Job 1: Tally the lines of the records that contain the string "grass", and reply with that number only.
Job 2: Carry on the passage on the loess compressive test, starting right after its final sentence.

2.2.1. Unconfined Uniaxial Compressive Test

Cylindrical specimens were utilized to conduct the uniaxial compressive strength test on the loess samples. By compacting the remolded loess in a steel mold and then demolding, loess specimens required for unconfined compressive tests were prepared. The unconfined compressive strength test was performed under strain control employing an electro-hydraulic servo uniaxial compression machine, maintaining a loading rate of 1% per minute. The numerical value of the ultimate compressive strength was obtained for each specimen, and the average result for a group of specimens was recorded as the uniaxial compressive strength of that group. The specific procedures for the preparing and curing loess specimens for compressive testing are as follows:

• The sieved loess was subsequently dried in an oven over 24 hours at a temperature of 105 °C for. After allowing the loess to cool to room temperature, an appropriate amount of cement and water, or an equal volume of DAP solution, were added into the loess according to the optimal moisture content ratio and the mix proportions in Table 3. The mixture was thoroughly blended with water for at least 5-10 minutes to ensure a uniform blend.

Named-object pointing records
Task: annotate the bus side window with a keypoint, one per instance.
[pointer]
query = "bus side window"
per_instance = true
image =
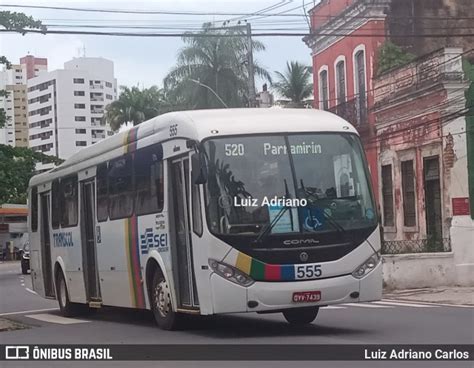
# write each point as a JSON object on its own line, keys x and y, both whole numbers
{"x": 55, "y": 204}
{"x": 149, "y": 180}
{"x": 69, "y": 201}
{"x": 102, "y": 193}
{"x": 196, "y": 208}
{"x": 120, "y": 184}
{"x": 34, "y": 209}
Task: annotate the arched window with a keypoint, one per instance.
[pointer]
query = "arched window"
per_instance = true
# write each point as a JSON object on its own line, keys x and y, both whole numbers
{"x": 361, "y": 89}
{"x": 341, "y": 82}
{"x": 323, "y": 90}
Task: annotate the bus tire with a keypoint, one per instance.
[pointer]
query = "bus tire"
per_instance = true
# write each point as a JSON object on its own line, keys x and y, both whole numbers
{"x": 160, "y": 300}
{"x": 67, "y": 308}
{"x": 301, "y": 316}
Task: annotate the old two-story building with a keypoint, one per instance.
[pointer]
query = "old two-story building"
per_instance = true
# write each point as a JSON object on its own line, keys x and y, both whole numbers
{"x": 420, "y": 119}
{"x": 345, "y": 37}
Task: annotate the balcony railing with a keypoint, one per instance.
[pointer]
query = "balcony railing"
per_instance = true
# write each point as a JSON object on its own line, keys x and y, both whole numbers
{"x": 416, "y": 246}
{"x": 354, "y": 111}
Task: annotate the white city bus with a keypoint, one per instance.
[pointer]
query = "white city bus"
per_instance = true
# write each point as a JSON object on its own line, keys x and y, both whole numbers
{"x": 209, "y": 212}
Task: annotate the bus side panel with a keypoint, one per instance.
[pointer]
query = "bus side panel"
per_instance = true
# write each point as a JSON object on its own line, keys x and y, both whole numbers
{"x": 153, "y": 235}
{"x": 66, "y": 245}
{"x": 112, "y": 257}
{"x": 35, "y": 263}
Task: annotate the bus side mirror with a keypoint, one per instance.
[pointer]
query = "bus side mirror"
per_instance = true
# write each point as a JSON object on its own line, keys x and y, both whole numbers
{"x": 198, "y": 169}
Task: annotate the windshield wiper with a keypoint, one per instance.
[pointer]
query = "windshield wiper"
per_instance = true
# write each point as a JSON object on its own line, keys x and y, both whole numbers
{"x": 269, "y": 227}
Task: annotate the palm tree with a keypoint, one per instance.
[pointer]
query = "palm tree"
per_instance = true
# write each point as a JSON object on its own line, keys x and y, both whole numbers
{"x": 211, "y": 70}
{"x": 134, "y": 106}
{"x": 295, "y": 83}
==
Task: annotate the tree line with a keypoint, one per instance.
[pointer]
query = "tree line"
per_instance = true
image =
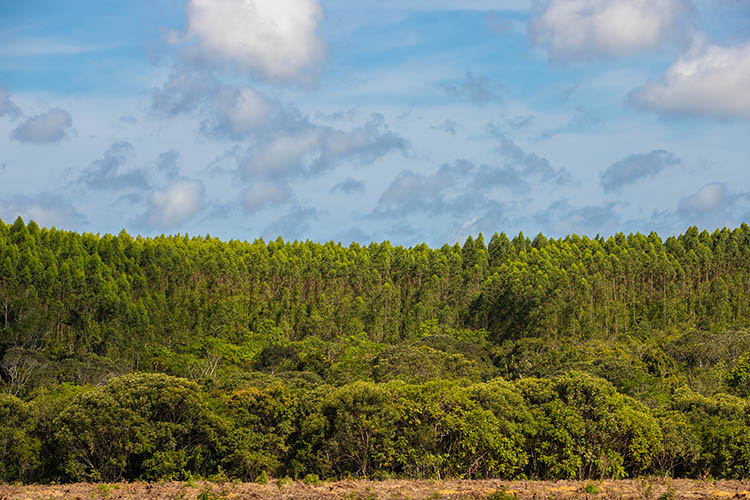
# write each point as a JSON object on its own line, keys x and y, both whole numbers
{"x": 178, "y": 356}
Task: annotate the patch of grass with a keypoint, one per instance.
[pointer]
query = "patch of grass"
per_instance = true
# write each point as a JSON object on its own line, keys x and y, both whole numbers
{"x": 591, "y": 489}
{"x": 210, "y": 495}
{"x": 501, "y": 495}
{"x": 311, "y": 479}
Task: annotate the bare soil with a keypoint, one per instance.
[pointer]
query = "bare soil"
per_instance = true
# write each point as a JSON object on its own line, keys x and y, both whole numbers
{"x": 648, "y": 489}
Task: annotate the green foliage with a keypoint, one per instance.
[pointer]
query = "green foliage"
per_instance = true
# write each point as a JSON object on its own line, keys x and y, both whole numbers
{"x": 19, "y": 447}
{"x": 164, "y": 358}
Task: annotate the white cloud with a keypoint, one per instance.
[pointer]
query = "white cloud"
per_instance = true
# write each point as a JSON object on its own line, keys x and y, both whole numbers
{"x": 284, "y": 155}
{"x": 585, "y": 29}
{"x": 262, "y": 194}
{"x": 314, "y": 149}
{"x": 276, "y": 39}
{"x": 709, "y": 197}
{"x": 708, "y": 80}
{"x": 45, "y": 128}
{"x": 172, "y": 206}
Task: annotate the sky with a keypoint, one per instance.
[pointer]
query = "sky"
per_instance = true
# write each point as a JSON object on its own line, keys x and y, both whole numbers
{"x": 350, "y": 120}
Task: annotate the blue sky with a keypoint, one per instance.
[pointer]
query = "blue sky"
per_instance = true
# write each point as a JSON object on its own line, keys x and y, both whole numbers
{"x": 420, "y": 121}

Task result 1: 2

Task result 2:
• The mixed loess was then placed into a steel mold with dimensions of 50 mm by 100mm. The loess within the mold was compacted using an electric compactor, and the specimens were removed after their top and bottom surfaces were leveled. The number of compactions for the remaining groups of loess specimens was based on this standard to maintain the degree of compaction and ensure uniformity in the preparation of the specimens. After compaction, the dry density of the untreated loess specimens should achieve 1.72 g/cm³.
• To simulate the curing environment of a roadbed, the demolded cylindrical loess specimens were kept inside a curing chamber set to 23 degrees Celsius and 96% humidity. Five specimens were cured as a group for curing periods of 3 d, 7 d, 14 d, and 28 d. After curing, they were transferred to an oven and heated at 105 degrees Celsius until the weight remained constant before removal.

Based on the compaction test results of the loess obtained using an electric compactor, the best moisture level for the remolded loess was measured to be 16±0.5%, with the maximum dry density of the untreated loess specimens reaching 1.72 g/cm³. The void ratio, measured by saturation and drying methods, was found to be within the range of 0.54-0.55.

2.2.2. Permeability Test

To investigate the permeability coefficient changes of modified and remolded loess, variable head permeability tests were conducted. Based on the optimal moisture content, loess flow specimens were prepared:

• Both untreated loess (control group) and loess treated with cement/DAP were compressed using an electric compactor to achieve maximum dry density. Subsequently, ring samples were extracted from the compressed specimens. These ring samples were subsequently stored in a conditioning room for a specified age.
• The ring samples were inserted into the container of saturation permeameter, sealed, and connected to a water head. The water was drained until no bubbles were observed in the overflow water. The permeability coefficient test was conducted when the sample saturation exceeded 0.95.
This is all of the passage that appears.